◆ Selected passage:
Intensity of pulmonary involvement by CT chest was not related to measles IgG titer table (5).

During hospitalization, 12 out of the 78 patients included  (15%) were admitted to the intensive care unit, the median of measles IgG titer in the ICU admitted patients was 1150 (IQR=600-3500) , while it was 1050 (IQR=200-1800) in patients who were not admitted to ICU , with no significant difference (P=0.46).

Three of the included patients died who were all severe COVID-19 cases, no significant difference in measles IgG titer between those who recovered or died, figure (1).

DISCUSSION

During the race to find valid vaccine against COVID-19 disease, multiple theories have emerged. Live attenuated vaccines including Mycobacterium bovis (BCG) and Measles Mumps Rubella vaccines (MMR) have been proposed to provide protection against SARS-CoV-2 [16].

Additionally,   epidemiological   data   reported lower death rates of COVID-19 cases   in countries with higher & recent coverage with measles containing vaccines [17]. Also live measles vaccine has previously been considered in studies as a base for other coronavirus vaccines including SAR [18].

In this study we measured measles IgG titer in COVID-19 patients in an attempt to discover the impact of immunity against measles on COVID-19 disease.

◆ Information provided:
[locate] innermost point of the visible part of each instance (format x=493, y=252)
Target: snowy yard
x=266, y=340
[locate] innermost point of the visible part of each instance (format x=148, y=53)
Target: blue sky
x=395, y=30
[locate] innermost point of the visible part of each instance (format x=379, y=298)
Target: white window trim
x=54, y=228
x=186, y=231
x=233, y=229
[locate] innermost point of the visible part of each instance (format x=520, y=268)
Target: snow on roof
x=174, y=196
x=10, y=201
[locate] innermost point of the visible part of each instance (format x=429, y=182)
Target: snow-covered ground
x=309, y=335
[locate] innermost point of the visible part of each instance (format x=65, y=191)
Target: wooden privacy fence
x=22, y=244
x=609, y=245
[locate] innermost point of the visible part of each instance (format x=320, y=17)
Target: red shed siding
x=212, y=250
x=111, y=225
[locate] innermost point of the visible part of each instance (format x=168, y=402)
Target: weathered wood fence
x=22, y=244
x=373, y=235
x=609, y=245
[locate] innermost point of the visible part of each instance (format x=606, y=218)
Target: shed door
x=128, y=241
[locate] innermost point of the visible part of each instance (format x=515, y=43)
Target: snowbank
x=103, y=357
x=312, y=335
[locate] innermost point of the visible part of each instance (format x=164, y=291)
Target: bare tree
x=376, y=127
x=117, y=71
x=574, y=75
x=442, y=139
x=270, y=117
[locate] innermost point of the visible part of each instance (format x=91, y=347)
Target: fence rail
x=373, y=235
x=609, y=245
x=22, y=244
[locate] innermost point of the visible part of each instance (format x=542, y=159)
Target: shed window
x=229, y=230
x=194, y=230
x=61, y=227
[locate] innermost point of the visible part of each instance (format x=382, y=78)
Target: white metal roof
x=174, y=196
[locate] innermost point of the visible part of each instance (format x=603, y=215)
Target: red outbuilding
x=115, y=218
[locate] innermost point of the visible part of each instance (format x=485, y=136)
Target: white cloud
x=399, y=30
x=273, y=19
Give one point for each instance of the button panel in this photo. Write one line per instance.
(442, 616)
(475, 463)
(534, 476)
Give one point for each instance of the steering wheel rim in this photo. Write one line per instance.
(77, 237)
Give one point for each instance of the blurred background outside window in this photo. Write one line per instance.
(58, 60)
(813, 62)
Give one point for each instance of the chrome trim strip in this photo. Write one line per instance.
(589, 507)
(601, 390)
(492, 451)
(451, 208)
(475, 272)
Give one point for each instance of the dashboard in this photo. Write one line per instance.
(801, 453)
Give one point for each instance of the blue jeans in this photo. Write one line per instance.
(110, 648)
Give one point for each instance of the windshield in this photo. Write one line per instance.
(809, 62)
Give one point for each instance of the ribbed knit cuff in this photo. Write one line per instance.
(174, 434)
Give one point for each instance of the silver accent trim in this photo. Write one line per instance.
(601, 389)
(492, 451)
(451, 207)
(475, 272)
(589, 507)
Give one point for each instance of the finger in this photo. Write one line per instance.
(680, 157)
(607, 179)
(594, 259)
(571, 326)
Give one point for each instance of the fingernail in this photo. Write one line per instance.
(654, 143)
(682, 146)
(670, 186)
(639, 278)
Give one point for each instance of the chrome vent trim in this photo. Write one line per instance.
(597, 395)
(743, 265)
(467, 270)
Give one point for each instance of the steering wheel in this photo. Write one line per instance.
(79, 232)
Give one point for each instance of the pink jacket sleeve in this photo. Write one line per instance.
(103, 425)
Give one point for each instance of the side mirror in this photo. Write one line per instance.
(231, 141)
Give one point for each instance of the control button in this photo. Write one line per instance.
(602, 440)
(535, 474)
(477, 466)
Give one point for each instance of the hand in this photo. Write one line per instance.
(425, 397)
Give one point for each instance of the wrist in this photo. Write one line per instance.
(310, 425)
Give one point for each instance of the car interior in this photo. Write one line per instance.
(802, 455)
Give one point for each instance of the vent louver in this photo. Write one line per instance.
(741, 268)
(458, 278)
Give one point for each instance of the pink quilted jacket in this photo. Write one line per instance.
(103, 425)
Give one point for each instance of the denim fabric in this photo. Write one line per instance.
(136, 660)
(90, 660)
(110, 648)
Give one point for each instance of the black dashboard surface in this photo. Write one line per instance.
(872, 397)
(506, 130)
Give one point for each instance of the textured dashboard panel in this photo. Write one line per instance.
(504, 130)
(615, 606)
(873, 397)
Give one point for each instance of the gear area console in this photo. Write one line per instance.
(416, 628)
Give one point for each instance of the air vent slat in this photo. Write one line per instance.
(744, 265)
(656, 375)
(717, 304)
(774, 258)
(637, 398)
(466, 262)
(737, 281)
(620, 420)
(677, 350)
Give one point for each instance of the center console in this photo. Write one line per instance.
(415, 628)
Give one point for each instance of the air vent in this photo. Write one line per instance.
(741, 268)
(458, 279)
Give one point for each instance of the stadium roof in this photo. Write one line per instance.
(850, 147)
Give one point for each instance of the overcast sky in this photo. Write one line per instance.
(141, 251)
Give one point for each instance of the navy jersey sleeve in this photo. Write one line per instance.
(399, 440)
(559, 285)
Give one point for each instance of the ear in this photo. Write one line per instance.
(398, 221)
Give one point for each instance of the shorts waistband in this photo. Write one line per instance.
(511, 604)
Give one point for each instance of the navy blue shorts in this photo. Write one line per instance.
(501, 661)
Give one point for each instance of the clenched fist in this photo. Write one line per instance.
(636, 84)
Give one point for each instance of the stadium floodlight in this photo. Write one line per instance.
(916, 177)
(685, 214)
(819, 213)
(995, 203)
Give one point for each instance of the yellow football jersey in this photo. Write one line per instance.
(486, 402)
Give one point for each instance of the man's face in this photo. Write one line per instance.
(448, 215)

◆ Task list:
a) Using the passage on measles IgG titers in COVID-19 patients, explain in one to three sentences why the study measured measles IgG titer in COVID-19 patients.
b) Pick up the passage on measles IgG titers in COVID-19 patients after its last sentence and continue it.

◆ Exercise responses:
a) The titer was measured to discover the impact of immunity against measles on COVID-19 disease. Live attenuated vaccines, including MMR, had been proposed to protect against SARS-CoV-2. Epidemiological data also showed lower COVID-19 death rates in countries with higher and recent coverage with measles-containing vaccines.

b)
The majority (68%) of our patients were positive for measles IgG and were equally distributed among mild, moderate and severe COVID-19 cases. Patients with positive measles IgG were older than those with negative measles IgG, this can be attributed to the fact   that monovalent measles vaccine was introduced in Egypt in 1977, and measles vaccination coverage increased from 50% to 90% from 1980 to 1999 [19], therefore older population was likely to have acquired wild measles infection in which recovery is associated with sustained levels of neutralizing antibody and life-long protective immunity [20].

Researchers have suggested that MMR vaccine can inhibit or reduce the severe lung inflammation and sepsis associated with COVID-19 through the induction of   myeloid-derived suppressor cells (MDSCs) [21]. In our study pulmonary involvement by CT chest was not correlated with measles IgG titer, also no significant difference in the level of measles IgG titer between mild, moderate & severe COVID-19 cases was found.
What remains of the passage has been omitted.